- [DATA LISTING]:
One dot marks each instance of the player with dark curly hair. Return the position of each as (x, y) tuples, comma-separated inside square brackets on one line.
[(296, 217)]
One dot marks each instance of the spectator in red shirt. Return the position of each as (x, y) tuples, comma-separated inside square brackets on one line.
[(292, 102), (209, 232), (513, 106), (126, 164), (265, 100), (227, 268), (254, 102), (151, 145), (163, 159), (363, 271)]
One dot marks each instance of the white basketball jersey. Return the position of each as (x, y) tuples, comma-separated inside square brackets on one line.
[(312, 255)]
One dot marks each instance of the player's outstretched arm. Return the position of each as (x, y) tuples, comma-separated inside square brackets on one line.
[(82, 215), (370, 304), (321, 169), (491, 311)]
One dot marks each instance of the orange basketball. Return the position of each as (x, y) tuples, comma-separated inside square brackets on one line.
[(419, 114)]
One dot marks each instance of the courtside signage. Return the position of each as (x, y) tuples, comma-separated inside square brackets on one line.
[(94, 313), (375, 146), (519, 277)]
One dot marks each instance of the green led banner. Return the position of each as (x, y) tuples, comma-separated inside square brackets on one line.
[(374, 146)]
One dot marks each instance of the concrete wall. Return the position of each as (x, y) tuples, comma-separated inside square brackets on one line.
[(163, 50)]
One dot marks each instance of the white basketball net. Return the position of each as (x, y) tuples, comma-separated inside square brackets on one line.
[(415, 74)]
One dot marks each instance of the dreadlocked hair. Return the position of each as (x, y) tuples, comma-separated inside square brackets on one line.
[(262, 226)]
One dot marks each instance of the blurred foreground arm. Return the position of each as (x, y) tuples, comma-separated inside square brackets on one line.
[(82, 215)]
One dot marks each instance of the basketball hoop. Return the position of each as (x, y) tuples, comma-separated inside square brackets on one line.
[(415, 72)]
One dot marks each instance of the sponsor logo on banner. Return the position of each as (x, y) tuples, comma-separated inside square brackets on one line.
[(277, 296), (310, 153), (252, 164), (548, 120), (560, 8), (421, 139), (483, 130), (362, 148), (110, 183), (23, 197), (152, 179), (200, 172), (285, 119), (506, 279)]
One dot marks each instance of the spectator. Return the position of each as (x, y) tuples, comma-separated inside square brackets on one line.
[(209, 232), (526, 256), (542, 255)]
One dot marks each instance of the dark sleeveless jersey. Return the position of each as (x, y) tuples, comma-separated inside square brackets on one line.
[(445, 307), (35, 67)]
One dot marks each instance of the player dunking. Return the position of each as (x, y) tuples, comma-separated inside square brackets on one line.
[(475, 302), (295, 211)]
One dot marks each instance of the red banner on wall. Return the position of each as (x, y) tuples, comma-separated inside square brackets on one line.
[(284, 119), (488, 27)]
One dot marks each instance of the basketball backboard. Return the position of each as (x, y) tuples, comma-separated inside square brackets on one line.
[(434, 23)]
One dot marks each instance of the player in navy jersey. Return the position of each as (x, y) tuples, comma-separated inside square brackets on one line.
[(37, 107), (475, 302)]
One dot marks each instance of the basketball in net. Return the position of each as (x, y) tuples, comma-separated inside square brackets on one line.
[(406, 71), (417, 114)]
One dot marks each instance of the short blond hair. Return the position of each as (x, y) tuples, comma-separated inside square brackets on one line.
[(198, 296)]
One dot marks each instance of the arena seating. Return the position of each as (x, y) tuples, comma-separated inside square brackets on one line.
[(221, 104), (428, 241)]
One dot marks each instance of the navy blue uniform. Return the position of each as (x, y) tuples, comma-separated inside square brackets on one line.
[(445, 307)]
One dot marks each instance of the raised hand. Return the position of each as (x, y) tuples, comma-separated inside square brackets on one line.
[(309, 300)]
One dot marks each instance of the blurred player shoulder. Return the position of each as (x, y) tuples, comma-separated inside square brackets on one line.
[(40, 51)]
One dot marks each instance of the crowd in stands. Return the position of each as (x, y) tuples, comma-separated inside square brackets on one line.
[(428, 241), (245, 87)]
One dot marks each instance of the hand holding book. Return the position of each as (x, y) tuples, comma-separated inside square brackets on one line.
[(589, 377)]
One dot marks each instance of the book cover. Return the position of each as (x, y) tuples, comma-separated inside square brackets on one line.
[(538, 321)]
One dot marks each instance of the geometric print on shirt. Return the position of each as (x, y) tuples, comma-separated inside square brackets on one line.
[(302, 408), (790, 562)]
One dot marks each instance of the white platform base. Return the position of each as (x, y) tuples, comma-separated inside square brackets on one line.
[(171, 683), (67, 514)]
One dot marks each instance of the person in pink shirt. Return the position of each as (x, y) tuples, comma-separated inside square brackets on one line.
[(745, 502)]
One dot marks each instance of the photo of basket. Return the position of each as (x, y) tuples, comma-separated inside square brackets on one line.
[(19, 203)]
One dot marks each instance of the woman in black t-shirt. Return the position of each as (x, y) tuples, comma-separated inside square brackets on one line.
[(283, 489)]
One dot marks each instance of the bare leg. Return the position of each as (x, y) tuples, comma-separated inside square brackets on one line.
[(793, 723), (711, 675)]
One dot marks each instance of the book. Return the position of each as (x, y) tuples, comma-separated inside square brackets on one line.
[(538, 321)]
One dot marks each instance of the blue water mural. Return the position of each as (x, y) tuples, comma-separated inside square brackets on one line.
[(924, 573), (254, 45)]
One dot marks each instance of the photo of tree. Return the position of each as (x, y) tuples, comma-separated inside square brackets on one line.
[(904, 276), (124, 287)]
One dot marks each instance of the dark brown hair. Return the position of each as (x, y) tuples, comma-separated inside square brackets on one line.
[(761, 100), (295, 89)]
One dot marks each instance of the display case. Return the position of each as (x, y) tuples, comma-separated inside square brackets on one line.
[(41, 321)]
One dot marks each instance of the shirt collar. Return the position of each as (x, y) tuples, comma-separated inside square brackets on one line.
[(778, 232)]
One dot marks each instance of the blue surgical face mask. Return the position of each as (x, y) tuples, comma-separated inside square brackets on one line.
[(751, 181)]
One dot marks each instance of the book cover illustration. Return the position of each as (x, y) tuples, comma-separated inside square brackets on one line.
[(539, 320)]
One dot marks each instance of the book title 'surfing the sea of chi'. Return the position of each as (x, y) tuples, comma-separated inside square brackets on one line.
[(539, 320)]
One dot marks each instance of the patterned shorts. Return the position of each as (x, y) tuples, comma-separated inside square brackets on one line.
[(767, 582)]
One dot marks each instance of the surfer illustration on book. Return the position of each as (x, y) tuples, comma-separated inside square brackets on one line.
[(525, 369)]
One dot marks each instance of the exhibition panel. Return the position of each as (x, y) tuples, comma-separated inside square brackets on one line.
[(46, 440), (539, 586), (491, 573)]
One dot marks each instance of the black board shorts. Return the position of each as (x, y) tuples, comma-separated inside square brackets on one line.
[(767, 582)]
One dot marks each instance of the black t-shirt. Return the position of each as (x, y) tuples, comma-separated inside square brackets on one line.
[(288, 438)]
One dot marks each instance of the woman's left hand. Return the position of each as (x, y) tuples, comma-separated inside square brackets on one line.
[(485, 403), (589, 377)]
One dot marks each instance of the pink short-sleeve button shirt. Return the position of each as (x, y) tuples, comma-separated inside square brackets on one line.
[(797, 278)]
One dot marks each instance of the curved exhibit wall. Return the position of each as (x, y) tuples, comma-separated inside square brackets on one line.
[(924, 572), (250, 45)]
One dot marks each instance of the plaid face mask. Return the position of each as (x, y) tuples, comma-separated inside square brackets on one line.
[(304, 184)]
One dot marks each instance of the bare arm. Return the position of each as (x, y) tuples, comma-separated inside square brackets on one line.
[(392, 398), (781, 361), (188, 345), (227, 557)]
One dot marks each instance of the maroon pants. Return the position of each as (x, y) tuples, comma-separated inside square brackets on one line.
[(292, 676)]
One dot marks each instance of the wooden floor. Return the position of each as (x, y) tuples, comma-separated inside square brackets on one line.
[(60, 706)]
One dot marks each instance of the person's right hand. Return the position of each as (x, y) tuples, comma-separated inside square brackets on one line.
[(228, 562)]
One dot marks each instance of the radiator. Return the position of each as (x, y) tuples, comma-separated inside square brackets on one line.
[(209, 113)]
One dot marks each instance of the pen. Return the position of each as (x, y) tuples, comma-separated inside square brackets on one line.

- [STATED PROBLEM]: Starting with the line that contains "One dot marks each instance of the spectator in" and going on through the line that contains "159), (363, 271)]", give those lines from the items above as a JSON list of strings, one string per line, with blank lines left out.

- [EXERCISE ANSWER]:
[
  "One dot marks each instance of the spectator in red shirt. Return the position of each as (x, y) tuples, comma-separated inside square brackets on one line.",
  "[(292, 102), (209, 232), (513, 106), (126, 164), (265, 100), (227, 268), (254, 102), (151, 145), (163, 159), (363, 271)]"
]